Rows from a dataset

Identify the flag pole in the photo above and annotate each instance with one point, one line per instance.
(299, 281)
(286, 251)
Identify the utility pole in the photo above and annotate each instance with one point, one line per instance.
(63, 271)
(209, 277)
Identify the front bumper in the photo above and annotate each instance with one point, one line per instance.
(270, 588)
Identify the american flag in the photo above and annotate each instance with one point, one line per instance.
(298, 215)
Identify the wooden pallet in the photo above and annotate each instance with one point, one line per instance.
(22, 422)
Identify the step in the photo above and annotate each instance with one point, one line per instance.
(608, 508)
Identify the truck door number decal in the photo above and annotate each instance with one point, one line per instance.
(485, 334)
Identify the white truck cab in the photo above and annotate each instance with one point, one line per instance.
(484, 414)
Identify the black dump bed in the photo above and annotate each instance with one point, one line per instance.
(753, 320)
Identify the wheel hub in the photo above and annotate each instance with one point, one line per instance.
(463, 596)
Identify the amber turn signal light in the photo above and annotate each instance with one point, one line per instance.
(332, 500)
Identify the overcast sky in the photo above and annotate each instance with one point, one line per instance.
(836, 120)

• **WHAT YOU HAVE TO DO**:
Reproduce the entire listing above verbatim, line for line.

• **OUTPUT**:
Identify the flag pole in the photo above and annotate each instance with one point, one line per instance.
(299, 281)
(286, 251)
Identify the utility pole in the photo above and annotate each instance with one point, one line per instance.
(63, 271)
(209, 277)
Identify the front bumper in the photo above and annotate each instance with one point, one line per instance.
(270, 588)
Identify the american flag in the photo above and annotate each instance with one point, one line per instance.
(298, 215)
Identify the wooden pallet in the photo above and annotate each instance with one point, one line per instance.
(22, 422)
Identify the step in the photo above and annotate each instance with one point, one line per instance.
(608, 508)
Identify the truck door number decal in the photo above and annotate each instance with one point, one line per instance.
(485, 334)
Identify the white truck cab in the photo above and annotate each instance with one point, one line per instance.
(484, 414)
Identify the black dump bed in the photo above and annotate each instance with one point, one line per instance.
(753, 320)
Identify the wheel hub in the photo above and annotate each instance with one point, one line per instance.
(463, 596)
Identify the amber turn signal light in the photo above and annotate each instance with one point, one line per instance.
(332, 500)
Identify the overcast sky in the photo above and annotate each instance with one point, one line per instance.
(836, 120)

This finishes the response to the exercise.